Output the full listing below exactly, without the pictures.

Given data =
*****

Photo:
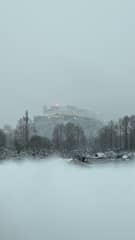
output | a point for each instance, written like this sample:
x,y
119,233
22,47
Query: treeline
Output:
x,y
116,136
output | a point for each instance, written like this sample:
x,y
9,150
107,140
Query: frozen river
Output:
x,y
55,200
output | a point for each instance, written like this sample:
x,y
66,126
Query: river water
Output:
x,y
56,200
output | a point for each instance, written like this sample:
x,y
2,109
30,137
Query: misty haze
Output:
x,y
67,122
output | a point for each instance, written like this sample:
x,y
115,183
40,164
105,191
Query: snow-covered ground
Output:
x,y
56,200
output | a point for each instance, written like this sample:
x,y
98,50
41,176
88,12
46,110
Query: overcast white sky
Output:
x,y
67,52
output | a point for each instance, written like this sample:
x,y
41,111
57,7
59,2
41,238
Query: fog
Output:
x,y
75,52
54,199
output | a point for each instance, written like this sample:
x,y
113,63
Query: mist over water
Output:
x,y
53,199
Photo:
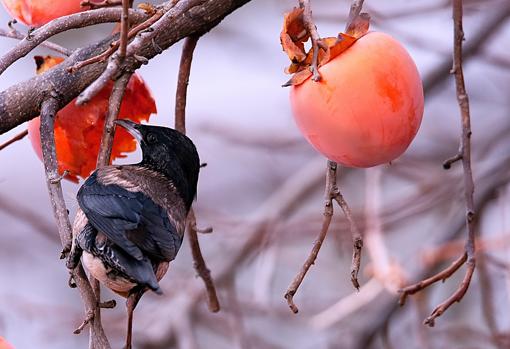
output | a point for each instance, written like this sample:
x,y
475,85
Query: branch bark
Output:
x,y
22,101
49,109
464,154
180,125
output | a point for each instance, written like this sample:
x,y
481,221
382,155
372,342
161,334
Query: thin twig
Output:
x,y
105,150
124,28
14,34
464,154
105,3
331,193
354,13
62,24
103,56
49,109
200,265
180,125
357,239
172,11
14,139
182,82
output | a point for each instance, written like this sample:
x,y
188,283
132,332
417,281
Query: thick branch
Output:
x,y
62,24
21,102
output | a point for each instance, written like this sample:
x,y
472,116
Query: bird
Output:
x,y
131,218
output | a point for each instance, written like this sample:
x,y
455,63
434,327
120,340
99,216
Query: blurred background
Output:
x,y
262,192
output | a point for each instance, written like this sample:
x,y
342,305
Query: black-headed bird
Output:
x,y
132,218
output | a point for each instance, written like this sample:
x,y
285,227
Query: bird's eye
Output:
x,y
151,138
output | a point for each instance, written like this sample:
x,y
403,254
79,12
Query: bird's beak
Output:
x,y
131,127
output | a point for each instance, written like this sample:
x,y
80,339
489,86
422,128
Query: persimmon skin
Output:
x,y
39,12
368,106
4,344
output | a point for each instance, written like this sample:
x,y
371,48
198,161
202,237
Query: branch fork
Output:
x,y
464,154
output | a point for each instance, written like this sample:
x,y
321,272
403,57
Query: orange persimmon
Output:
x,y
367,107
4,344
79,129
38,12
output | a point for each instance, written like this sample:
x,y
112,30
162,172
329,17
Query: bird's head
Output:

*****

Written answer =
Photo:
output | a point for each instance, written like this sample:
x,y
119,233
22,47
Query: treeline
Output:
x,y
116,136
output | a point for each instance, written like this sample:
x,y
9,150
107,140
Query: frozen river
Output:
x,y
55,200
output | a point for each instance, written like this sample:
x,y
66,126
Query: river water
Output:
x,y
56,200
output | a point for each instance, written like this sample:
x,y
2,109
30,137
Query: misty haze
Output:
x,y
67,122
output | a point for each instance, written like this sample:
x,y
115,183
40,164
105,191
Query: snow-covered ground
Output:
x,y
56,200
output | a point for each instance, written like this sample:
x,y
98,50
41,176
88,12
46,110
Query: overcast white sky
Output:
x,y
67,52
output | a point for each instance, written like this sample:
x,y
41,111
57,7
59,2
41,238
Query: fog
Output:
x,y
75,52
54,199
output | a point for each instance, written like this sample:
x,y
113,63
Query: mist over water
Output:
x,y
53,199
Photo:
output | a point for each instance, written like this sample:
x,y
475,85
Query: branch bark
Output:
x,y
22,101
49,109
464,154
180,125
output | a point for each instance, written like this sample:
x,y
481,221
382,155
372,342
161,334
Query: thin twig
Output:
x,y
105,150
124,28
14,34
464,154
105,3
331,193
354,13
62,24
103,56
49,109
200,265
180,125
357,239
172,11
14,139
182,82
output | a point for each instance, written like this sample:
x,y
188,283
132,332
417,281
Query: thick branch
Output:
x,y
62,24
21,102
output | a point for each instance, written like this sample:
x,y
472,116
Query: bird
Output:
x,y
131,218
output | a point for each instance, written like this sample:
x,y
455,63
434,327
120,340
99,216
Query: blurred background
Output:
x,y
262,192
output | a point for each instance, written like this sample:
x,y
342,305
Query: black-headed bird
Output:
x,y
132,218
output | a point for each instance, written like this sample:
x,y
285,227
Query: bird's eye
Output:
x,y
151,138
output | a point for each instance, written like this sample:
x,y
403,254
79,12
Query: bird's beak
Output:
x,y
131,127
output | a point for each instance, written like this sample:
x,y
80,339
489,86
422,128
Query: persimmon skin
Output:
x,y
39,12
368,106
4,344
output | a point for each instance, written like this sample:
x,y
371,48
198,161
202,237
Query: branch fork
Output:
x,y
464,154
output | a point for each instance, written like this sample:
x,y
321,272
403,57
Query: orange persimmon
Output:
x,y
367,107
4,344
79,129
38,12
output | a point for each instance, written like this sample:
x,y
112,30
162,172
329,17
Query: bird's head
Output:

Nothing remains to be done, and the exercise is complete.